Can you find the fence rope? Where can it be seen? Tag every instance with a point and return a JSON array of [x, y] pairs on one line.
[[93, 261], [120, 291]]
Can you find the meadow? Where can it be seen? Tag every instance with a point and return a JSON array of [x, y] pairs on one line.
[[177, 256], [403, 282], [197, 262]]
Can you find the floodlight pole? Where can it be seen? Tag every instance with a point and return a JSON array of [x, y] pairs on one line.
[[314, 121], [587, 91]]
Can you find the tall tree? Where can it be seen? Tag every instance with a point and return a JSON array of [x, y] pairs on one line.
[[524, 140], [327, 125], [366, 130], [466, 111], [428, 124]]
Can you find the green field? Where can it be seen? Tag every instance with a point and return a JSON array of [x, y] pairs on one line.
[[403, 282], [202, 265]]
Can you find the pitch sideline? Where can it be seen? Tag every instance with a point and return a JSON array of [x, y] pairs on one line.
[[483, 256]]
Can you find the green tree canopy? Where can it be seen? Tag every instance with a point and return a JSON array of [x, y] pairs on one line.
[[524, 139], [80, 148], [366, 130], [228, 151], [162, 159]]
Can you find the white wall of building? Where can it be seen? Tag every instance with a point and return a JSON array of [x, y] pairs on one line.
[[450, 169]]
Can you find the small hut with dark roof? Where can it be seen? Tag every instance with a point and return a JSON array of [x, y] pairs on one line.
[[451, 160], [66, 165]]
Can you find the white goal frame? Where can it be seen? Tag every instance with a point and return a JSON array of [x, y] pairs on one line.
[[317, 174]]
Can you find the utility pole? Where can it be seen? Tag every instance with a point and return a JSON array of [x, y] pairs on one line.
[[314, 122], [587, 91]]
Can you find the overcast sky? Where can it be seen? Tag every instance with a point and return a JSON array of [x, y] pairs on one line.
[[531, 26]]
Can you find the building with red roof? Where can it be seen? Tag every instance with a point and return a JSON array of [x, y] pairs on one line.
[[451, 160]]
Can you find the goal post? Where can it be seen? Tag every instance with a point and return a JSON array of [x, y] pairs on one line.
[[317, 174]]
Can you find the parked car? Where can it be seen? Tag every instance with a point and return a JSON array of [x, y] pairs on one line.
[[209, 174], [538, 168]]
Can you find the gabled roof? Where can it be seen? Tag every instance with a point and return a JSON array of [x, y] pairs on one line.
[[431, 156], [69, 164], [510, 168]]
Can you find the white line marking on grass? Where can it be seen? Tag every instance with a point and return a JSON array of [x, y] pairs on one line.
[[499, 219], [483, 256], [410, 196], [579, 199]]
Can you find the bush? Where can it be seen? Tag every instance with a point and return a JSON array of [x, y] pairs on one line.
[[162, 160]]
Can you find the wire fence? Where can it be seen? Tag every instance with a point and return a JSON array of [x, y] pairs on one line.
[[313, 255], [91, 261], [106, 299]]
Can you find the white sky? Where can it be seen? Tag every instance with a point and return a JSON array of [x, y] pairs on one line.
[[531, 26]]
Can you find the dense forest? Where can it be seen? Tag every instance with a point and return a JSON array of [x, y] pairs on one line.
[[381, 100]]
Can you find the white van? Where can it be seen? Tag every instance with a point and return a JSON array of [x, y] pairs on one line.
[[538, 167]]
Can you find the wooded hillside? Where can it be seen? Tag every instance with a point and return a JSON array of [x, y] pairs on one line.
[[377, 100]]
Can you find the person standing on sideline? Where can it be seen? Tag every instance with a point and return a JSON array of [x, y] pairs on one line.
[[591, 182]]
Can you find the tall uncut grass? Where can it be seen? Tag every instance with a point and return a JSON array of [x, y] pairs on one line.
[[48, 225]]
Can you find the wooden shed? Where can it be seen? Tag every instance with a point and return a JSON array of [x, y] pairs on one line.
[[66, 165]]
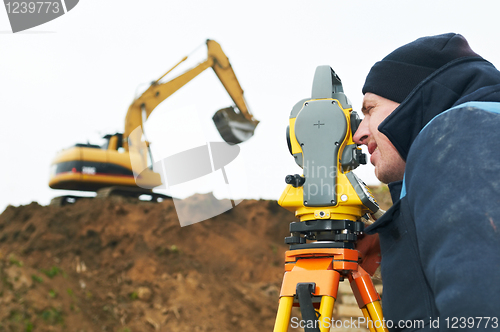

*Requirements*: Reproduce the lines above word for word, without the picture.

*Exercise answer*:
Can you find the fence rope? Where can it be seen? Tag every instance with a point and return a JSON array of [x, y] pairs on one line.
[[93, 261], [120, 291]]
Can you find the meadow? Where can it be seen? Tag every instance with a point and return a JSON array of [x, y] pairs on one line.
[[177, 256], [403, 282], [197, 262]]
Can you find the floodlight pole? Where can it be seen? Tag every instance with a point and return a JSON array of [x, y] pairs on one line.
[[314, 121], [587, 91]]
Can you find the tall tree? Where can it be seen? Tag every instance with a point and return a JSON array of [x, y] pairs on one line.
[[524, 140], [327, 125], [366, 130], [466, 111], [428, 124]]
Can you find the green field? Where can it be seen? Tag every instance with a point and return a JSON array of [x, y] pairs on one line.
[[403, 282], [202, 265]]
Can you find the pitch sideline? Where can it be seen? Tag every instance with a point and return a JSON array of [x, y] pairs on one line.
[[483, 256]]
Can you find the green tree canopy? Where can it be seen? Tag every instance with a point and return a JSON array of [x, y] pairs on one line.
[[524, 139], [80, 148], [366, 130], [228, 151], [162, 159]]
Can you find the white wall of building? Where can it be seen? Tag every instance with a point and return a JSON array of [x, y] pairs on one line.
[[450, 169]]
Can you find the small hut with dark roof? Where can it be seen? Tag every instance with a point and return a JSON array of [x, y] pairs on one line.
[[451, 160], [66, 165]]
Can you find the white goal frame? Where can it be seen? Tag every instance with a point and return a JSON array of [x, y] pairs on one line.
[[317, 174]]
Can you find the utility pole? Where can it be seen? Tag every instance with a point and return a JSON array of [x, y] pairs on one line.
[[314, 122], [587, 91]]
Can you find the overcast sky? Where can it be seen? Tag every instance with a point and return a JSON array of [x, y] pairs on one line.
[[531, 26]]
Can you find the building with red roof? Where can it be seen? Tag every instance with a point and return a JSON array of [x, y] pairs on one line.
[[451, 160]]
Can you find the goal post? Where can it be seen? Tag every instance with a point and return a JSON array of [x, y] pairs on one line.
[[317, 174]]
Can you find the parked car? Where can it be seen? Tag every instance with a point and return a JSON array of [x, y] pairs on one line.
[[209, 174], [538, 168]]
Can you find the gabled roof? Where can it be seen? Tag every instance with a point and return a JSON array of [x, y] pairs on one line.
[[431, 156], [69, 164], [510, 168]]
Can you find the white line marking on grass? Where can it be seen? Tag every instance with a point and return a JSON array of [x, y] pairs on one line.
[[499, 219], [483, 256], [410, 196], [579, 199]]
Can you find the bush? Where can it be seen? Tag every instance with a point and return a JSON array of [x, y] pairs on one line.
[[162, 160]]
Can you find the wire fence? Where can it be seen? Tag every instance with a point and return a JSON array of [x, y] pairs on one line.
[[313, 255], [91, 261], [106, 299]]
Can you find the white sky? Where can it be seen? Tag every instance with a point and return a JSON array of [x, y] pairs on one line.
[[531, 26]]
Can you find the dense forest? Where can it be seen? Tag every instance with a point and return a JSON array of [x, y] pairs on one line.
[[381, 100]]
Can you find the white van? Where can it be seen? Tag every instance with a point and return a JSON array of [x, y] pairs on one line.
[[538, 167]]
Can you find the wooded hillside? Where can it be seen? Tag every instance with a point and return a JSON array of [x, y] pairs on one line.
[[377, 100]]
Can you find the person standing on sideline? Where can it be seen? Tag every instance with a point and return a JSON array of [x, y] pairs on one line.
[[591, 182]]
Can you find the tall uncut grass? Where can it be seen? Tag every instance with a point and return a JSON array of [x, y] pairs on one line.
[[48, 225]]
Can you find the wooden shed? Where can it be seen? Tag every instance with a point and return a JSON array of [x, y] pairs on one line.
[[66, 165]]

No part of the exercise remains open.